Instructions for the task>
Find each line in the listing below that contains the word "Respond", and copy those lines out in full.
▼
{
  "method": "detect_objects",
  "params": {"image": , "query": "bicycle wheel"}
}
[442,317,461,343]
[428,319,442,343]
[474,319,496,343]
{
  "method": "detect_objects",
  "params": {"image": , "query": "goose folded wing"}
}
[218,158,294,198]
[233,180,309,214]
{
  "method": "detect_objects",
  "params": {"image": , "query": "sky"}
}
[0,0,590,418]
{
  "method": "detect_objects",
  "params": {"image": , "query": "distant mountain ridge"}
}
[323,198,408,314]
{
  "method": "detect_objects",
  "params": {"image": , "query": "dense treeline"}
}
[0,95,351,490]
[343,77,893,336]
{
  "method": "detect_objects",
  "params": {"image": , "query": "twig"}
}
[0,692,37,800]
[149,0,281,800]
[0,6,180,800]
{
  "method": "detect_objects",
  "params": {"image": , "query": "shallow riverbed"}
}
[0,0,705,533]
▲
▼
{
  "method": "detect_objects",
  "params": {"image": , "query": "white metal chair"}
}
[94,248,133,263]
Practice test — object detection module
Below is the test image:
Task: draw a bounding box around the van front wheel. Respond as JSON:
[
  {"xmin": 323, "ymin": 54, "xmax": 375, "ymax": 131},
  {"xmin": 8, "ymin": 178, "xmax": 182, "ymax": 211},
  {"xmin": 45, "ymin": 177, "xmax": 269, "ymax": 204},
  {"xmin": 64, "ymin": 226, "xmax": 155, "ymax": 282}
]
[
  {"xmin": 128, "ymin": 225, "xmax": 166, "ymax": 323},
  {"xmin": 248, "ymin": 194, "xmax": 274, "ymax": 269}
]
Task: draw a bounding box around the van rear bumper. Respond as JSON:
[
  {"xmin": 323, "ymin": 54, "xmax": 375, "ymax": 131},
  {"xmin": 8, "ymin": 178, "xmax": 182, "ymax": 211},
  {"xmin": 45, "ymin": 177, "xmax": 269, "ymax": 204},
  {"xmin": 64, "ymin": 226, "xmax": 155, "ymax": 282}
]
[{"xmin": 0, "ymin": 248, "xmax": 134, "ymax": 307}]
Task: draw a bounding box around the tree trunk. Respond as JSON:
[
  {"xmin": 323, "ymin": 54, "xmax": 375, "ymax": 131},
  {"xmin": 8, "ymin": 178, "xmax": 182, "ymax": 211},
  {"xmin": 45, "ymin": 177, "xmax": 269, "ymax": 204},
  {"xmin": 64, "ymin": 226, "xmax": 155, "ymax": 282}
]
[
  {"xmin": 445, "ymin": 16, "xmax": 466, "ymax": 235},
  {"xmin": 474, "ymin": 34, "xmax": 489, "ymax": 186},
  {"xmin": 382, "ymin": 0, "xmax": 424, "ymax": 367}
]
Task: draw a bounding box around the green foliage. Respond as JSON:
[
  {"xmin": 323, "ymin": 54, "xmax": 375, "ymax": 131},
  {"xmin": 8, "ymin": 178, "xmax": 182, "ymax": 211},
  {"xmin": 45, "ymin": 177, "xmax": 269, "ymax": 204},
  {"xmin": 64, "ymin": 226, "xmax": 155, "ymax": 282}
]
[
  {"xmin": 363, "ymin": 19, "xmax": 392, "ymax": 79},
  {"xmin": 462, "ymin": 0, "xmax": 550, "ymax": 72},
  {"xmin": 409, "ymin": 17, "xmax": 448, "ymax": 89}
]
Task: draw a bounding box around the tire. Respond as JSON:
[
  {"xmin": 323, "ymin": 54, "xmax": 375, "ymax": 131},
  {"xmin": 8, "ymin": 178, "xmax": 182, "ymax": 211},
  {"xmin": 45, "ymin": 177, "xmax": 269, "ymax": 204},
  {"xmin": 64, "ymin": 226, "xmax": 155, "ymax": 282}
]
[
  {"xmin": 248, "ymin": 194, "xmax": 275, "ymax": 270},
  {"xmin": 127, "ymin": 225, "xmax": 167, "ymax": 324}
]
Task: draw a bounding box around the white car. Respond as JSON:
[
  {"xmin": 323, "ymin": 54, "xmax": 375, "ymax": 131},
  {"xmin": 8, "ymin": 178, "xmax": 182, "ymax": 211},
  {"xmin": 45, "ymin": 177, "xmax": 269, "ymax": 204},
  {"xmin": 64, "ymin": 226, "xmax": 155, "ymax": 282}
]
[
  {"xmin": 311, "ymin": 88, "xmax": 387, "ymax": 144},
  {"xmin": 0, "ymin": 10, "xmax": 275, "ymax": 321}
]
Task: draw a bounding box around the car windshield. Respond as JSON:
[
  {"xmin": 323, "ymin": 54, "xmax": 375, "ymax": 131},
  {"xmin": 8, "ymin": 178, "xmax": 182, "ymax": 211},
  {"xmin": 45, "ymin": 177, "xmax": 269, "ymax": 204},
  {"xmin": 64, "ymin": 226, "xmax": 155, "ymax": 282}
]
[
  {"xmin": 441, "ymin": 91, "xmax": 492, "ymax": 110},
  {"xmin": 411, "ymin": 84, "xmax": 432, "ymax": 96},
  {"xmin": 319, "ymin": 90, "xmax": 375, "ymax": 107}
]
▲
The solution>
Task: draw a bounding box around the van front wheel. Respond as JSON:
Task: draw a bounding box around the van rear bumper. Respond as JSON:
Task: draw a bounding box around the tree trunk. Respond as JSON:
Task: draw a bounding box around the green foliage. Respond as JSON:
Task: draw a bounding box around the tire. Respond as JSON:
Task: draw a bounding box around the white car. Respond as JSON:
Task: draw a bounding box around the car windshield. Respond as JSON:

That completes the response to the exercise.